| Image region outline records |

* * * * *

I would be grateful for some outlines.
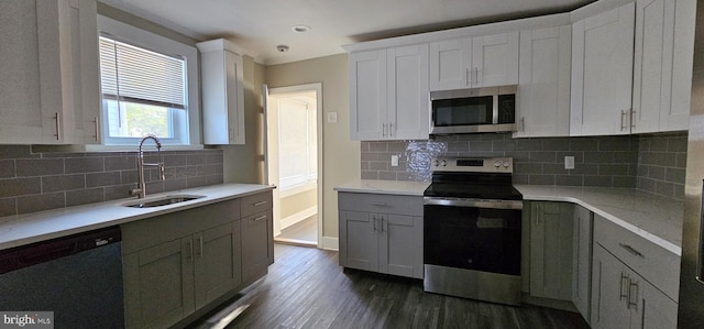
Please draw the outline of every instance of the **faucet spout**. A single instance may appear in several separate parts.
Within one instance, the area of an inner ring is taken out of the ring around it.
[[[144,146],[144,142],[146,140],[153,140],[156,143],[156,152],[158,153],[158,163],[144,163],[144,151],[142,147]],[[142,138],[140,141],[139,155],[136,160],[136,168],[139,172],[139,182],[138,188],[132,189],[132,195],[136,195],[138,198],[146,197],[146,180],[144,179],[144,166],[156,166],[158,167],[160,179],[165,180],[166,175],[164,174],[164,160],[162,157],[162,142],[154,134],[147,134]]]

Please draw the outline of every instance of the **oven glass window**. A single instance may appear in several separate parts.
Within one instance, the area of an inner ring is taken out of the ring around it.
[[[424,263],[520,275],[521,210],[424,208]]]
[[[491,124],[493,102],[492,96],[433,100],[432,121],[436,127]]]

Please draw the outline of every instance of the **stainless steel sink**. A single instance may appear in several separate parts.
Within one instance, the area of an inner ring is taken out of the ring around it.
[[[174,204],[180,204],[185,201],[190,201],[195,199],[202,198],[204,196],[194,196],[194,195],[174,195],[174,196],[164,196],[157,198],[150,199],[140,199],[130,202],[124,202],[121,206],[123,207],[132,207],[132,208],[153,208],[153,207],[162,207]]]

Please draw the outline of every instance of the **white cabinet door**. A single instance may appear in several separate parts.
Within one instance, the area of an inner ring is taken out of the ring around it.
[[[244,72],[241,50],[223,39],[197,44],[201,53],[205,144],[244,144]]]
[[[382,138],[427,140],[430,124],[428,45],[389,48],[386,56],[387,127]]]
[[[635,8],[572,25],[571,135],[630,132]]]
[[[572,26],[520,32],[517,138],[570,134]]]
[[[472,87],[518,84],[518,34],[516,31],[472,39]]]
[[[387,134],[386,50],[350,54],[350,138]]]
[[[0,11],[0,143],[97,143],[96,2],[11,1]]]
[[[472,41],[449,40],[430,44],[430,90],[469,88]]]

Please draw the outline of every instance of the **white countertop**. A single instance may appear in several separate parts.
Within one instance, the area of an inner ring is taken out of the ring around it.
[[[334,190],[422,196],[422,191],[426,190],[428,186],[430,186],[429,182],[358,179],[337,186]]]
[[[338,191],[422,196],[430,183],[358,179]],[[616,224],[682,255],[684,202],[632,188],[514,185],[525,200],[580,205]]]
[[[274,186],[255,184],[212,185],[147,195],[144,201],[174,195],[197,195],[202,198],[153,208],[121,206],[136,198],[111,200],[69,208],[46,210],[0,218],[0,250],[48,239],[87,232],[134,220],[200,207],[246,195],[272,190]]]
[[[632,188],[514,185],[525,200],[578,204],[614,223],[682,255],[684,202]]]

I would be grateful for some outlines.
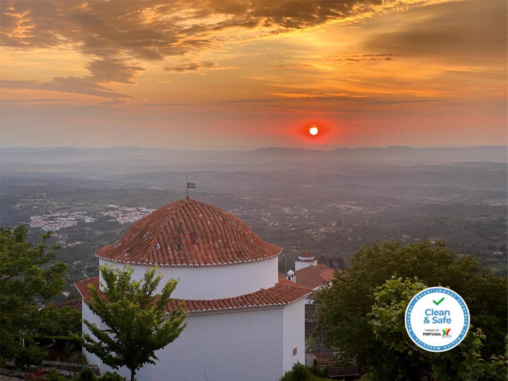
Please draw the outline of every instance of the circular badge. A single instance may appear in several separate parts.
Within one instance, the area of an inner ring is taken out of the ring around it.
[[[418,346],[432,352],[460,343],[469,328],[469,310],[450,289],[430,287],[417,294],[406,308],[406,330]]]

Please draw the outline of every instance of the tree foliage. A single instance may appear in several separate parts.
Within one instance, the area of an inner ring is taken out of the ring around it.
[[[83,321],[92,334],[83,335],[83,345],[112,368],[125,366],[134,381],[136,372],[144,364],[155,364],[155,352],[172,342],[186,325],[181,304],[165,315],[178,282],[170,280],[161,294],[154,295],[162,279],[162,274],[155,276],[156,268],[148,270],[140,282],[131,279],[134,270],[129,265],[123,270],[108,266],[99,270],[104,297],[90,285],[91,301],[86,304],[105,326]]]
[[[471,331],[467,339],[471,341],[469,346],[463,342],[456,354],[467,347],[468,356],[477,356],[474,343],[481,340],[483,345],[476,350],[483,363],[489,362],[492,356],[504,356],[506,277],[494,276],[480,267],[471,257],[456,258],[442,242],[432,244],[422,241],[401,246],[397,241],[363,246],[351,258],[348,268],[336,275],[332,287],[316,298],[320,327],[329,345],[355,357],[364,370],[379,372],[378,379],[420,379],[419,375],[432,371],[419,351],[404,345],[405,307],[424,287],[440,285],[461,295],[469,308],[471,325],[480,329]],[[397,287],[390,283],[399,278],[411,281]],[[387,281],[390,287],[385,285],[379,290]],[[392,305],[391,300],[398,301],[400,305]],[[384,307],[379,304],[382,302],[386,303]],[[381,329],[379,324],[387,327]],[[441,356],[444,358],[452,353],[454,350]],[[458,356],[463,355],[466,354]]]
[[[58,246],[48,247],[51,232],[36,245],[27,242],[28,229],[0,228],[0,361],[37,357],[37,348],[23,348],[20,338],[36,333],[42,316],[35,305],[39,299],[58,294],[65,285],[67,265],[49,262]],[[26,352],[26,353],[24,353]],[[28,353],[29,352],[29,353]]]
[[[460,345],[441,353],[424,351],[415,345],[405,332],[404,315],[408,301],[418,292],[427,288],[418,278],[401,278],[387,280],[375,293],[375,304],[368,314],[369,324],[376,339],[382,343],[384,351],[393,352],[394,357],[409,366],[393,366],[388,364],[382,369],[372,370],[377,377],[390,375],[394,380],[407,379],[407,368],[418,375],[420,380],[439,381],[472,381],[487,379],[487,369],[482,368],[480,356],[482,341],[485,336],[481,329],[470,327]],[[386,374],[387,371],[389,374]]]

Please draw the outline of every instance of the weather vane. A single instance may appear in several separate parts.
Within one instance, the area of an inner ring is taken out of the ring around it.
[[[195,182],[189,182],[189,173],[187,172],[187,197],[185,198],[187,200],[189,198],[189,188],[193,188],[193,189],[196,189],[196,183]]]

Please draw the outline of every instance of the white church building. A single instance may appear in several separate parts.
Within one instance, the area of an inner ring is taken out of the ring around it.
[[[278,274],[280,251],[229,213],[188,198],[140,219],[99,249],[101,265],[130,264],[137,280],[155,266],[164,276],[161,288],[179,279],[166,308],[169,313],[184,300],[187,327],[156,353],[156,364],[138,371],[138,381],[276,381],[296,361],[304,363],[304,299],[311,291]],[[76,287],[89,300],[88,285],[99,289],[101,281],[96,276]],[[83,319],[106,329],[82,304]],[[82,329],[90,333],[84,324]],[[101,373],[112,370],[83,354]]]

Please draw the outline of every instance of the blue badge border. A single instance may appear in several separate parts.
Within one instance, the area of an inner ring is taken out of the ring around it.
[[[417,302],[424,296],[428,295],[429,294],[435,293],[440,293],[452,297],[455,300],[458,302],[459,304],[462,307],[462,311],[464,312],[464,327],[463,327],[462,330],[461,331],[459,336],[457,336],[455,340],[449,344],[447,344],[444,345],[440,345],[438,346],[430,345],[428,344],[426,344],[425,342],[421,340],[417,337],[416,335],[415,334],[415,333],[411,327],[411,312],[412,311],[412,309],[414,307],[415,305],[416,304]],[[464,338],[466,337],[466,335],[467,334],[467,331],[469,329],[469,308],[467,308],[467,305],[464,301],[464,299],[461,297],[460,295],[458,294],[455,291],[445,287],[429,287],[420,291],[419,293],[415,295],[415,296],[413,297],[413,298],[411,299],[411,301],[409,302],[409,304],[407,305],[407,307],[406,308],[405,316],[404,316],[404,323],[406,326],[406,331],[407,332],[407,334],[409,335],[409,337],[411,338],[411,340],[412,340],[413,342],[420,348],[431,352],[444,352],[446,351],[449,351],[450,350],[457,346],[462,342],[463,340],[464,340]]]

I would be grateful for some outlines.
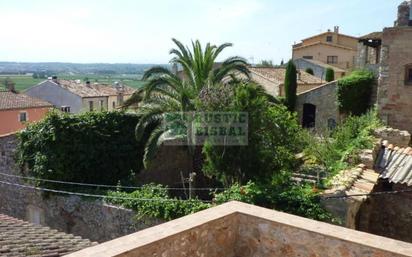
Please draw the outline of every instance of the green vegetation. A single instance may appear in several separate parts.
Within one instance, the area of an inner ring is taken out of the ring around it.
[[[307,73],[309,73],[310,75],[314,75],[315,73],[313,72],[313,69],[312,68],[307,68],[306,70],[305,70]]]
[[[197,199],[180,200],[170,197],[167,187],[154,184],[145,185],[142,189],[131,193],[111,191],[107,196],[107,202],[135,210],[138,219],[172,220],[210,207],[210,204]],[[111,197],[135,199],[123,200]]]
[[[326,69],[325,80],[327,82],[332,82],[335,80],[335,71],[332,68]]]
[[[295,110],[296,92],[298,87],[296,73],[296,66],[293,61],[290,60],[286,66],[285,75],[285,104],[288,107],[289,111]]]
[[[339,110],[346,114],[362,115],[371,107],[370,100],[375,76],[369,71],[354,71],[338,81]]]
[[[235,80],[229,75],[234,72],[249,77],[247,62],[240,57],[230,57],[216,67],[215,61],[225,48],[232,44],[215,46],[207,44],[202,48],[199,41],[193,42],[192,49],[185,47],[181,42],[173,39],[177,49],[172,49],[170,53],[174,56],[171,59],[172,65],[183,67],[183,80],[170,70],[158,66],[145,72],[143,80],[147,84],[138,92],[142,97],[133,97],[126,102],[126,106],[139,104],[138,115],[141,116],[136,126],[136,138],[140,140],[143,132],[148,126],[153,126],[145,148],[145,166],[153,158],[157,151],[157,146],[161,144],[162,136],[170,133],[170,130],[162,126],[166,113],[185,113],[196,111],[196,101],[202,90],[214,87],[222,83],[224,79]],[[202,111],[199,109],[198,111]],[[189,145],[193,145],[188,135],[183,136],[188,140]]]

* * * * *

| STATED TASK |
Pick out each line of the data above that contains the string "badge", and copy every such line in full.

| ANSWER TO THIS PROBLEM |
Please draw the outline of every instance of the circular badge. A single instance may appear in several separate parts.
Please draw the outline of every instance of the blue badge border. A single instance may appear in several separate parts.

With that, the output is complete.